*WHAT YOU ARE ASKED TO DO*
What lines of the data below hold the string "shaker"? Copy each one.

_____

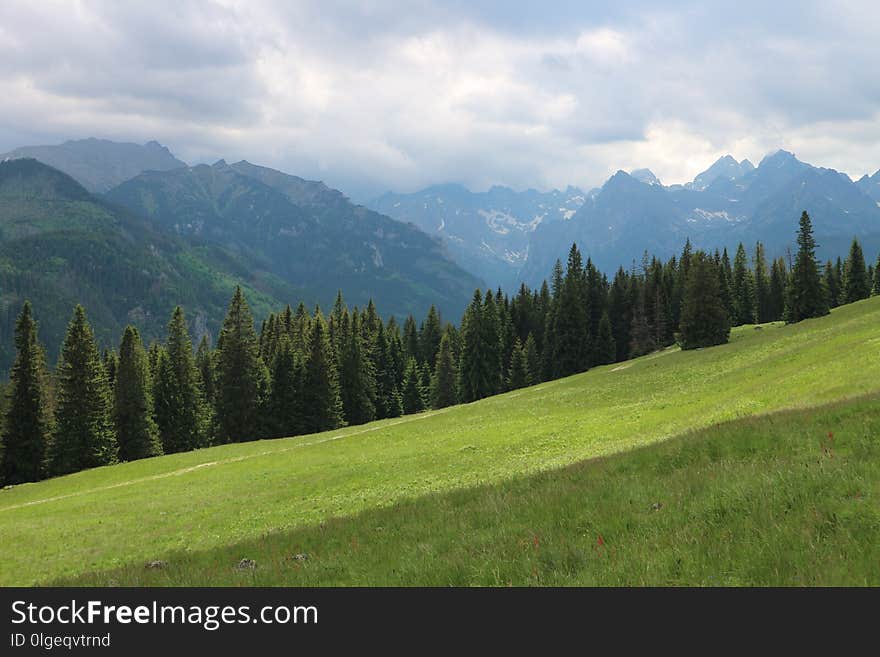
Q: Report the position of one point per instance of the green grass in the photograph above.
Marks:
(204, 508)
(768, 500)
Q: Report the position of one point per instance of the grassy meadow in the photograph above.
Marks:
(487, 493)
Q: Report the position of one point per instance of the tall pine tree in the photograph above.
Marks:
(281, 413)
(241, 375)
(805, 295)
(180, 411)
(444, 383)
(136, 430)
(704, 320)
(26, 427)
(856, 285)
(84, 435)
(743, 289)
(320, 404)
(413, 395)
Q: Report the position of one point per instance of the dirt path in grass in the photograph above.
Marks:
(232, 459)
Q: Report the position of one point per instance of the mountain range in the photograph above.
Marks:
(189, 235)
(509, 236)
(99, 164)
(130, 231)
(488, 233)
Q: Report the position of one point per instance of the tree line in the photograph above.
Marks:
(304, 372)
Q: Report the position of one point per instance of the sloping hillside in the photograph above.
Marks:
(304, 233)
(205, 500)
(60, 245)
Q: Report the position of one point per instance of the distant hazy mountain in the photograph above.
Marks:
(99, 164)
(646, 176)
(304, 234)
(729, 203)
(725, 168)
(870, 185)
(60, 245)
(487, 233)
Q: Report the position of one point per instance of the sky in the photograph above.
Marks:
(373, 96)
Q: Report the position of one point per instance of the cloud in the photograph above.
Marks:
(376, 95)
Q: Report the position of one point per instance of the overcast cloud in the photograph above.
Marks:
(372, 95)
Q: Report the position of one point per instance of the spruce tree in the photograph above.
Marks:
(704, 320)
(620, 313)
(805, 295)
(429, 337)
(357, 378)
(136, 430)
(111, 362)
(856, 285)
(480, 369)
(413, 395)
(492, 350)
(762, 286)
(207, 368)
(517, 371)
(641, 336)
(606, 349)
(778, 283)
(743, 289)
(282, 404)
(548, 344)
(180, 412)
(533, 361)
(876, 289)
(571, 327)
(832, 285)
(320, 406)
(388, 402)
(411, 339)
(84, 436)
(26, 423)
(241, 375)
(444, 382)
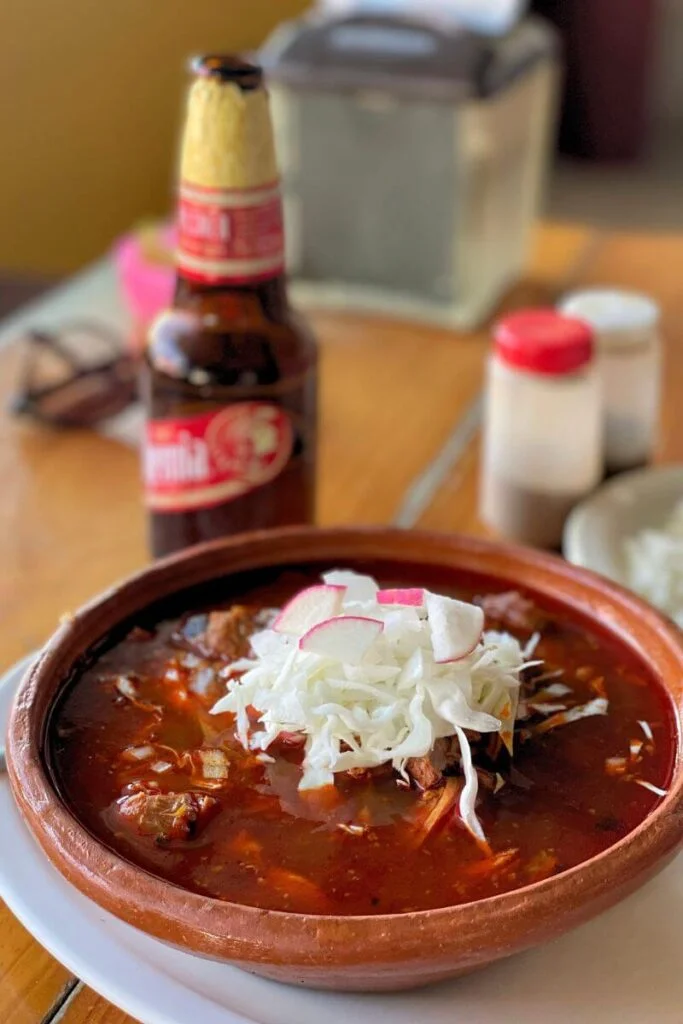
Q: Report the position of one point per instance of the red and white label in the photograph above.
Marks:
(230, 236)
(205, 460)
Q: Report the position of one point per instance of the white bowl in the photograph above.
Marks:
(596, 530)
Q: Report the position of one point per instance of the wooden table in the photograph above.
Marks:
(400, 409)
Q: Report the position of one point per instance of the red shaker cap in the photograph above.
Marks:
(544, 341)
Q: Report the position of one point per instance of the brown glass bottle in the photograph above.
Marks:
(229, 376)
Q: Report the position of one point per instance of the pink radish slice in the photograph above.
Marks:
(412, 597)
(314, 604)
(456, 627)
(345, 638)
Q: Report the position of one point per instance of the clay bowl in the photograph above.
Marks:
(365, 952)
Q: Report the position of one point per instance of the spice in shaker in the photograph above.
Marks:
(629, 357)
(543, 429)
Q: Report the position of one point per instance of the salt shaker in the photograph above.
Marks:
(543, 429)
(629, 355)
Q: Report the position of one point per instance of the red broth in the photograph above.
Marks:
(360, 847)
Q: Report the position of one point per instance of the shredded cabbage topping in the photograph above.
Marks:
(393, 705)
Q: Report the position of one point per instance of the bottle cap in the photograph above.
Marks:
(227, 68)
(617, 316)
(544, 341)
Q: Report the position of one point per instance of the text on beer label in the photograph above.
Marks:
(230, 235)
(201, 461)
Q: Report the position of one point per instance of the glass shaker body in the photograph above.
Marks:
(629, 356)
(542, 449)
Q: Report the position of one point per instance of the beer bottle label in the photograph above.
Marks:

_____

*OUTPUT FOR THIS TASK*
Q: Report the position of one point per instance of the red shaker cap in the photograph above.
Q: Report the position of one point per instance of the spice in shaker in the photograph above.
Q: Report the position of one point per instance of the salt shaker in the photograph above.
Q: Report the position of one point per instance of the glass shaker body in the photograph above.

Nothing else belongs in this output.